[Natural-language object grounding data]

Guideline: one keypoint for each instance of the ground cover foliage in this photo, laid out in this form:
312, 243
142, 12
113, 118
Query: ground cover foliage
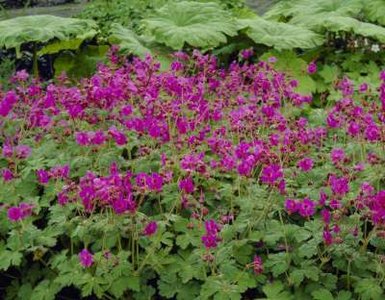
199, 182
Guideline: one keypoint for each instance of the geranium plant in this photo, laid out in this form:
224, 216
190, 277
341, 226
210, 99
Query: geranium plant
193, 183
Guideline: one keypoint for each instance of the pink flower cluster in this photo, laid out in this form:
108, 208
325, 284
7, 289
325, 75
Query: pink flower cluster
57, 172
211, 238
20, 212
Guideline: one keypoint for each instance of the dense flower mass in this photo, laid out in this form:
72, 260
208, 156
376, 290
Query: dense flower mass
243, 174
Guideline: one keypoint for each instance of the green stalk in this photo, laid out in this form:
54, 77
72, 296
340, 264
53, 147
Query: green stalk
35, 62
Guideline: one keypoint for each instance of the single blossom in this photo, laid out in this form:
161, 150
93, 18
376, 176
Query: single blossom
305, 164
150, 228
86, 258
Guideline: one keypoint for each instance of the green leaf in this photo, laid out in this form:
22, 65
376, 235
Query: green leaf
374, 11
42, 29
297, 276
278, 35
322, 294
344, 295
120, 285
202, 25
275, 291
128, 41
329, 73
369, 289
278, 263
9, 258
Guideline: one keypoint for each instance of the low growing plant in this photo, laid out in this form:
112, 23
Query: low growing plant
197, 182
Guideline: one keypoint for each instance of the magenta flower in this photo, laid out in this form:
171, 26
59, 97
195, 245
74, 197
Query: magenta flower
291, 206
363, 87
150, 228
86, 258
322, 198
327, 237
326, 216
372, 133
82, 138
211, 238
187, 185
353, 128
7, 175
339, 186
312, 68
118, 136
210, 241
247, 53
258, 265
155, 182
15, 214
305, 164
337, 155
23, 151
42, 176
271, 174
306, 208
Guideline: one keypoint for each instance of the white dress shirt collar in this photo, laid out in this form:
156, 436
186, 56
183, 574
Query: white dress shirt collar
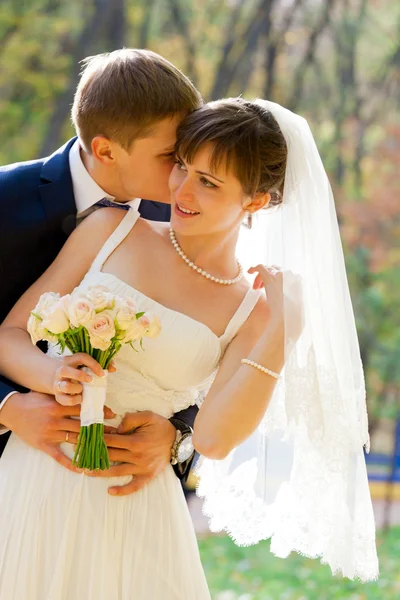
86, 191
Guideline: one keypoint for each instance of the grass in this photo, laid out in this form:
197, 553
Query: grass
253, 573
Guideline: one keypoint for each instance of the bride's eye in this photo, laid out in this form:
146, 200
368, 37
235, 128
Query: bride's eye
207, 183
181, 166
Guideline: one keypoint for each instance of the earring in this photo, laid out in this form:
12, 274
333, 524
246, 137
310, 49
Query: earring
249, 216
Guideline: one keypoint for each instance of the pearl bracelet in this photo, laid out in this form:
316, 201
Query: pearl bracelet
246, 361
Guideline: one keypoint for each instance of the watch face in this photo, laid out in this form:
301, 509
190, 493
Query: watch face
185, 449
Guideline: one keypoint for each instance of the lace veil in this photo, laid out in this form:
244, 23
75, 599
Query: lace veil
301, 478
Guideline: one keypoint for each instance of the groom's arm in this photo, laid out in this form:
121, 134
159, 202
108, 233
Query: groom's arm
187, 417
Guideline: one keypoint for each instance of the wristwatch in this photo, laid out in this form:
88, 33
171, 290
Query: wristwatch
182, 449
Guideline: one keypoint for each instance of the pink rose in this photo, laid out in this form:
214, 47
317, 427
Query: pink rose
101, 330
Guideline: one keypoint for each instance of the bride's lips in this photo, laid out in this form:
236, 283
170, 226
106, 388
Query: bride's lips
184, 215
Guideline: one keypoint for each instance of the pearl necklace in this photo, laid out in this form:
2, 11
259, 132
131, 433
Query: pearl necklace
201, 271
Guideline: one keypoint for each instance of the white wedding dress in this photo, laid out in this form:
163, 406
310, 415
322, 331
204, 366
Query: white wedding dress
63, 537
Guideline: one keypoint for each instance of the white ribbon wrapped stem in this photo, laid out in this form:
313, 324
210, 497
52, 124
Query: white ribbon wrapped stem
94, 399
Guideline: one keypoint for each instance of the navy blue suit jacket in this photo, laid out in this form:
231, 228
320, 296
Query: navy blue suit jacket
37, 214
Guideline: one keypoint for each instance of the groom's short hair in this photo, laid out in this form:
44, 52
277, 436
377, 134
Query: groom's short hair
122, 94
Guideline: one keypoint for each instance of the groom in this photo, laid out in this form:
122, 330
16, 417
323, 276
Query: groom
127, 107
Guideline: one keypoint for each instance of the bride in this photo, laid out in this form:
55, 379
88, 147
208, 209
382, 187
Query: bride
65, 536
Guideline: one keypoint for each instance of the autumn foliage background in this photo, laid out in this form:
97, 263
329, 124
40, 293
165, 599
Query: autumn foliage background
337, 62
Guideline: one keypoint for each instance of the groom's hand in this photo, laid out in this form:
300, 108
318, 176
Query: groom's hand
142, 445
41, 423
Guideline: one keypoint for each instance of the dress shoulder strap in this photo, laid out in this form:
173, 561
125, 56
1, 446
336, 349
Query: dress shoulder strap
117, 236
240, 316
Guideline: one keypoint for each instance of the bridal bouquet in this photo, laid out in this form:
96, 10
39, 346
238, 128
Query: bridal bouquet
98, 323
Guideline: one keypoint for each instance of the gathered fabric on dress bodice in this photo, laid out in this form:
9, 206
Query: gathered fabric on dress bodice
66, 537
174, 370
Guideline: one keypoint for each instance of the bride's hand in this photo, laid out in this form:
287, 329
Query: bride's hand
68, 378
271, 279
282, 306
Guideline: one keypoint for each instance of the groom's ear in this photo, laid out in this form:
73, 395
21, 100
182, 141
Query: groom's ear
104, 150
257, 202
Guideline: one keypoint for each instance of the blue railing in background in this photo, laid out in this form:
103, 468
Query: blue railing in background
385, 467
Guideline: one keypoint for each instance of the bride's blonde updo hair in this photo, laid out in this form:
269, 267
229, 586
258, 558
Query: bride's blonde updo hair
246, 139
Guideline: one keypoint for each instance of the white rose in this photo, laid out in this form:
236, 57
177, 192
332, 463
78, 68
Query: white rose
100, 297
101, 330
80, 311
55, 319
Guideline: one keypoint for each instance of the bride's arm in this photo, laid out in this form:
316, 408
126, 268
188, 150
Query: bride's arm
20, 360
239, 396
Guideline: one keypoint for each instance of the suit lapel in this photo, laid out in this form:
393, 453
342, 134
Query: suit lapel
155, 211
56, 190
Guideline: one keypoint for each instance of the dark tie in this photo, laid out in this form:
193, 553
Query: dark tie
100, 204
110, 203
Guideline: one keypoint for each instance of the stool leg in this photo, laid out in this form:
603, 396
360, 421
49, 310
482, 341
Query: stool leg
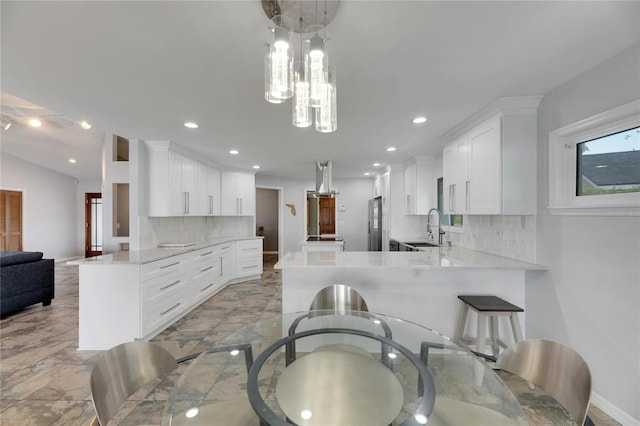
481, 342
462, 319
493, 322
515, 326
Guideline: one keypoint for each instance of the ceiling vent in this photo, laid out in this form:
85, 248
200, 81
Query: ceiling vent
323, 179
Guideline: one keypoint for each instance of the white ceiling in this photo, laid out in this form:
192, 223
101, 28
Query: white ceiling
141, 68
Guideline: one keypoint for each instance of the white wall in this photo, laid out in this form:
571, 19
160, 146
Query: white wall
590, 298
49, 207
352, 223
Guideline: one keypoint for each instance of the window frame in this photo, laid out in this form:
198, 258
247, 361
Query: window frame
563, 144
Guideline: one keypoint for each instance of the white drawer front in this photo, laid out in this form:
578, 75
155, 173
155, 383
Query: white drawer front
161, 267
249, 266
164, 286
248, 248
163, 312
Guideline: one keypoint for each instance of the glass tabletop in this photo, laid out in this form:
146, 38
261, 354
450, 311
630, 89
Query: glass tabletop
329, 368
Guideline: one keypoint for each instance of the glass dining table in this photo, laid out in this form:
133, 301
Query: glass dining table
324, 368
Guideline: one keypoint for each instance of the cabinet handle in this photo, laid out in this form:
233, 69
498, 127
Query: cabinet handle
170, 309
203, 289
170, 285
468, 196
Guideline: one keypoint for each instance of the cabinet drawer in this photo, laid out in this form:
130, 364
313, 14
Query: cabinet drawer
163, 312
162, 267
249, 266
248, 248
164, 286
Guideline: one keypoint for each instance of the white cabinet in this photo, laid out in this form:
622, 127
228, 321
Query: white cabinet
248, 258
237, 194
455, 169
420, 186
227, 262
205, 273
208, 191
172, 182
491, 167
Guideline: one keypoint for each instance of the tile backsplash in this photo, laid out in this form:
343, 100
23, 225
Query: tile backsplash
158, 230
508, 236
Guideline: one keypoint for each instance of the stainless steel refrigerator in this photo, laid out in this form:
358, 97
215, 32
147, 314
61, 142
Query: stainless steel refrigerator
375, 224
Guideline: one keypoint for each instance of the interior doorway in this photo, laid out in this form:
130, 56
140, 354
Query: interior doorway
268, 219
92, 224
10, 220
321, 215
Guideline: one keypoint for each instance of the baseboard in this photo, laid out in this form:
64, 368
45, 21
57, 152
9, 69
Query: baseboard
612, 411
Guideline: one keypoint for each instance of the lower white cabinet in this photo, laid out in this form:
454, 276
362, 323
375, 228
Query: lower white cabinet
248, 258
121, 302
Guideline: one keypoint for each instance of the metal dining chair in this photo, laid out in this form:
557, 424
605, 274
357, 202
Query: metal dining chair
121, 371
338, 299
557, 369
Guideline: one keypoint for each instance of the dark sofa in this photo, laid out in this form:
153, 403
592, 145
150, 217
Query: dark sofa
25, 279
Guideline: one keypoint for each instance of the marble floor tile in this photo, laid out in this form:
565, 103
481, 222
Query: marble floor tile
44, 379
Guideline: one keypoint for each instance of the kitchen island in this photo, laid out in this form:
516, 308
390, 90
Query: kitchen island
419, 286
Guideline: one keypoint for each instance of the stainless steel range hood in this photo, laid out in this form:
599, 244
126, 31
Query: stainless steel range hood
323, 180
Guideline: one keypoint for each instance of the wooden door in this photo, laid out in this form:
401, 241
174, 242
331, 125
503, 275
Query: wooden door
10, 221
93, 224
327, 216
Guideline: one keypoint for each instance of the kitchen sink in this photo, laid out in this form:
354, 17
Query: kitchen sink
422, 244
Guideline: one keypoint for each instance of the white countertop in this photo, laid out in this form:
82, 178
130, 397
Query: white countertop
425, 258
151, 255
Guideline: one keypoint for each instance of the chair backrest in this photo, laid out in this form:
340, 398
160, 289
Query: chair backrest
338, 298
124, 369
558, 370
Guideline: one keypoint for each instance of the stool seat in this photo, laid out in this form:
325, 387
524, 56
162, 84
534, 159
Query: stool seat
489, 304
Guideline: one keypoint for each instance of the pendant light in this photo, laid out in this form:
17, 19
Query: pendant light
327, 113
279, 63
309, 81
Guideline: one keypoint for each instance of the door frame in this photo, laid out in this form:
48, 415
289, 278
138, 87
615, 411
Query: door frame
88, 226
23, 211
279, 190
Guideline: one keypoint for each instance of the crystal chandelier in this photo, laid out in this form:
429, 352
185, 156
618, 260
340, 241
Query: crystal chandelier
311, 80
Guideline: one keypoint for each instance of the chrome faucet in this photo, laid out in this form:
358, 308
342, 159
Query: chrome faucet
440, 231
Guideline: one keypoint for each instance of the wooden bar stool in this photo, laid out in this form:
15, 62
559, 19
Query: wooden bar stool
492, 307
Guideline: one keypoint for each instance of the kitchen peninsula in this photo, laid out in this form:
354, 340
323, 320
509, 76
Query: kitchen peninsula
135, 295
419, 286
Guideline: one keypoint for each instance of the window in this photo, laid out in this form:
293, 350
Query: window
594, 165
446, 219
609, 165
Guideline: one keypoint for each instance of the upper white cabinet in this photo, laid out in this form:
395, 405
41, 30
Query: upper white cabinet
238, 194
172, 182
208, 198
490, 167
420, 186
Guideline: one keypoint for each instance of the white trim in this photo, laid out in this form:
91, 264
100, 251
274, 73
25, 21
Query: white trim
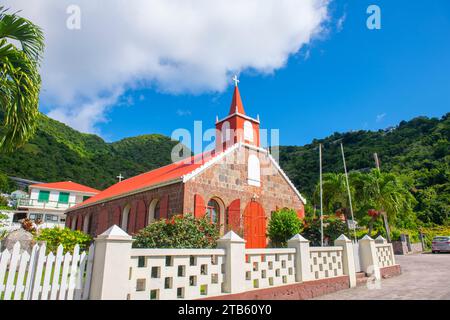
209, 163
286, 178
134, 191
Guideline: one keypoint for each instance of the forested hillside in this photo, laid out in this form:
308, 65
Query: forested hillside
418, 149
58, 152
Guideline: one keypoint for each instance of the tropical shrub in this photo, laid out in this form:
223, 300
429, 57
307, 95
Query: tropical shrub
178, 232
66, 237
332, 228
283, 225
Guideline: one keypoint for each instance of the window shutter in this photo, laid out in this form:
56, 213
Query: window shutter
234, 216
63, 197
43, 196
301, 213
199, 206
79, 222
164, 207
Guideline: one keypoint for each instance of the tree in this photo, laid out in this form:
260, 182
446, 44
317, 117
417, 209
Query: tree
335, 195
385, 193
19, 79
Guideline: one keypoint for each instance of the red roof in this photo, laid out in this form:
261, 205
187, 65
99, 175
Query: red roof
145, 180
236, 102
66, 185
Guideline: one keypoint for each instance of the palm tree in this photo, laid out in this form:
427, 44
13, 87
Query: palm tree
335, 195
19, 79
385, 193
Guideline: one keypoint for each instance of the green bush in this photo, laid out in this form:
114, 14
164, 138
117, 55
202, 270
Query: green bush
332, 228
283, 225
178, 232
66, 237
431, 232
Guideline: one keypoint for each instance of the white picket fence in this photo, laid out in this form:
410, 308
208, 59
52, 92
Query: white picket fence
45, 277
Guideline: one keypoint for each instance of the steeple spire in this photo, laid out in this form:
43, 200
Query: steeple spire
236, 102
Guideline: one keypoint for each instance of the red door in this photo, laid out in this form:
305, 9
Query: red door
255, 226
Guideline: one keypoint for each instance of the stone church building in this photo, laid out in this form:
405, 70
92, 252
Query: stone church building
237, 186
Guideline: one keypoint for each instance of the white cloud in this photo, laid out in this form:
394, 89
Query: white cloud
380, 117
174, 45
182, 113
340, 22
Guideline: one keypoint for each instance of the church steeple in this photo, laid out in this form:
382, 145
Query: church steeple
237, 126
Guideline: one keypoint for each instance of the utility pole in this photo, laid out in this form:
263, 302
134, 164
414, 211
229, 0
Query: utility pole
349, 194
386, 224
321, 195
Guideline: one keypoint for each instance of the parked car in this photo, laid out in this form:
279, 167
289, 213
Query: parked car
440, 244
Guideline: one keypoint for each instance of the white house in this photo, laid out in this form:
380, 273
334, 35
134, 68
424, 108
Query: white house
48, 202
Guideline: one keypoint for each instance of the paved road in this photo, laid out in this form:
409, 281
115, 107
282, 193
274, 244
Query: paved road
424, 276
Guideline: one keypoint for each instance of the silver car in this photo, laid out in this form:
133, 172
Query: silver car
440, 244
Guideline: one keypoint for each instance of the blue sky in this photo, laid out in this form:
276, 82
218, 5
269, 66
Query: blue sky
347, 78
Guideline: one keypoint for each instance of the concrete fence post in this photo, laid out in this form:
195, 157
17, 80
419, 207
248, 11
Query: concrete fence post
369, 258
348, 259
234, 262
112, 259
302, 258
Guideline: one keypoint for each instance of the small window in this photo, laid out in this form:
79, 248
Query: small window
63, 197
44, 196
213, 211
36, 216
51, 218
248, 131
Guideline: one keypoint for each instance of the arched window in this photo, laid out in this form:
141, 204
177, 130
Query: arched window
154, 210
125, 214
248, 131
254, 171
74, 223
213, 211
226, 134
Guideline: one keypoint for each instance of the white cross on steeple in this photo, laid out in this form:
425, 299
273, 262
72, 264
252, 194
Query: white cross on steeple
236, 80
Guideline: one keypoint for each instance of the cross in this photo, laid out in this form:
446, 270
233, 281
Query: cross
236, 80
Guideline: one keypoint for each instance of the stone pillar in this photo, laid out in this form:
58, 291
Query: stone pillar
348, 259
234, 246
368, 255
302, 258
112, 260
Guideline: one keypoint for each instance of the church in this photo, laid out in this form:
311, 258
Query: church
237, 186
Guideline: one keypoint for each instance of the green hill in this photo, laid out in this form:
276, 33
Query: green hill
418, 149
58, 152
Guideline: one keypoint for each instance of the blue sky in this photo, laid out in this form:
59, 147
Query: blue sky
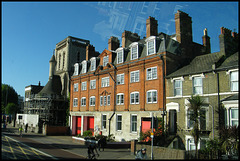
31, 30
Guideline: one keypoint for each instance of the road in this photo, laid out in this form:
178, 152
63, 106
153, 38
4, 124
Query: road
32, 146
15, 150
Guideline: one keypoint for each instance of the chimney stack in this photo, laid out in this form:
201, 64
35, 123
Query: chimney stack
228, 41
90, 52
52, 64
113, 43
206, 42
151, 27
183, 25
128, 37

- _Directions for this task_: All that is wanted is each line, word for word, from the first line of the data to the one holding "Guideline: one keypoint for each instance of the white dress", with the pictures left out.

- _Exercise answer_:
Guideline: one keypoint for each instance of the ground cover foliage in this photo, laid out in this form:
312, 243
142, 12
113, 118
Query: ground cover foliage
199, 182
Guideline: one keypoint for each instance of the geranium plant in this photo, laid out in this form:
224, 216
190, 277
341, 226
210, 99
Query: geranium plant
193, 183
Guideline: one keypoint for each instance of the pink flower cluster in this photo, laid out in this form:
108, 208
325, 284
7, 289
325, 75
Query: pink flower cluster
57, 172
211, 238
20, 212
Guideline: one keypoint for each instance of the dense flower mass in this photo, laid out in this form:
72, 260
208, 156
376, 290
Query: dense flower mass
243, 174
Guideline: one keypoint for each instance of the green stalk in this photo, laid out in this form:
54, 77
72, 296
340, 264
53, 147
Query: green stalk
35, 62
Guideline: one keypoint for each instance of the single blossom in this photo, laid out in this form:
161, 150
93, 18
376, 176
Query: single blossom
305, 164
150, 228
86, 258
Guideline: one keypoint for each instance of the green leaf in this photo, laid out in this form:
22, 65
376, 235
Query: green leaf
374, 11
42, 29
297, 276
278, 35
322, 294
344, 295
120, 285
202, 25
275, 291
128, 41
329, 73
369, 289
278, 263
9, 258
Guideline: one keypoint for each instance of the low growing plant in this photo, laid out in this form:
112, 23
Query: low growing plant
197, 182
Guideline: one keypoint for each instance of the magenta flower in this photo, laid out in this form:
171, 26
59, 97
195, 245
74, 197
Query: magenta flower
291, 206
363, 87
150, 228
86, 258
322, 198
327, 237
326, 216
372, 133
82, 138
211, 238
187, 185
353, 128
7, 175
339, 186
312, 68
118, 136
210, 241
247, 53
258, 265
155, 182
15, 214
305, 164
337, 155
23, 151
42, 176
271, 174
306, 208
Guideline: one keypoint for each instance of the white dress shirt collar in this photo, laid out in this form:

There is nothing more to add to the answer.